• [TRY IT]: Among the records that follow, count the lines where "every" appears, and state the count by itself.

• [RECORDS FOR THE EXERCISE]:
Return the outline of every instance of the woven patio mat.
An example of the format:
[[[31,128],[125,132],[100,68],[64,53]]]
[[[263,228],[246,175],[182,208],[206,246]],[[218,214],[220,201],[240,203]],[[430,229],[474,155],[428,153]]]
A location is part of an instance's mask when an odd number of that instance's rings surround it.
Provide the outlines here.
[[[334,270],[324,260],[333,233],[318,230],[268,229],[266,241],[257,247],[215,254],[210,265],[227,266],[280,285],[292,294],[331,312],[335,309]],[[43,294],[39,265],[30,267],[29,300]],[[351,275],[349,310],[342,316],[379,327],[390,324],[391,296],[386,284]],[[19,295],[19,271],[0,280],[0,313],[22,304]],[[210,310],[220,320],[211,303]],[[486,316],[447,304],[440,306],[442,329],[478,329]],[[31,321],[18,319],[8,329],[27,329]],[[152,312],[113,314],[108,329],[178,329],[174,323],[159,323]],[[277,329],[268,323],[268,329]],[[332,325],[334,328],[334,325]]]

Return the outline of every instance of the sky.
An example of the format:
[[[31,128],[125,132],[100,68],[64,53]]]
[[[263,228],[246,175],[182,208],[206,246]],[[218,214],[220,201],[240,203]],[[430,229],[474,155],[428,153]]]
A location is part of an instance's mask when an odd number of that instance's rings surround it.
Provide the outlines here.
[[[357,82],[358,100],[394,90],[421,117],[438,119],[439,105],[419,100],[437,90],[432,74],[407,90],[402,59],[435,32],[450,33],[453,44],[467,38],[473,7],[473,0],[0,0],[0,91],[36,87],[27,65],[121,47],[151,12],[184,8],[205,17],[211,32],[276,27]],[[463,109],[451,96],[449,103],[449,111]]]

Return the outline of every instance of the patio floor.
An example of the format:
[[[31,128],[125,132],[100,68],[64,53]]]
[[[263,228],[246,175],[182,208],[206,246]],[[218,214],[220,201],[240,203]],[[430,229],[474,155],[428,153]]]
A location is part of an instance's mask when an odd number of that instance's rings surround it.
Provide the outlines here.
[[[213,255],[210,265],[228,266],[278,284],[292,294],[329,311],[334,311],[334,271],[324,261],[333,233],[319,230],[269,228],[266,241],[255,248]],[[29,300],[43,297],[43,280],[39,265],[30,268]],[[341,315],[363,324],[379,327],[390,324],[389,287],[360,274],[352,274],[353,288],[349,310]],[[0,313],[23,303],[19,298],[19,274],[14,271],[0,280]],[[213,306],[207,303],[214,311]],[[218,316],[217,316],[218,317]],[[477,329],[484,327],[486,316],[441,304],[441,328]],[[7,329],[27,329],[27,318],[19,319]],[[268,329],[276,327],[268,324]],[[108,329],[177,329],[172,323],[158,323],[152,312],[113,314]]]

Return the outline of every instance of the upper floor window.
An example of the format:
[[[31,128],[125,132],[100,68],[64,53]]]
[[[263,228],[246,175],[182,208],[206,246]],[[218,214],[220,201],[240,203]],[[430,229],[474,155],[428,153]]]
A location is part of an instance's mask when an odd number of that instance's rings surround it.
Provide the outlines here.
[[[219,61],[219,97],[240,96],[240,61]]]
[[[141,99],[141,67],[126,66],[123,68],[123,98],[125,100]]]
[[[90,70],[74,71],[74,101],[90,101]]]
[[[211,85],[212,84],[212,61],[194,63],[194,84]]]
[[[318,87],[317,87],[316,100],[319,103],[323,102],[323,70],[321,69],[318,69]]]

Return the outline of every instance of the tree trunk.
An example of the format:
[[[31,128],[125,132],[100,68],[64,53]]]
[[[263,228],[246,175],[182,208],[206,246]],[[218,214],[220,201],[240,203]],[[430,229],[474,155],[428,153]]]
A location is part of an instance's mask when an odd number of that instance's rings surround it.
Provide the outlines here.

• [TASK OUTPUT]: 5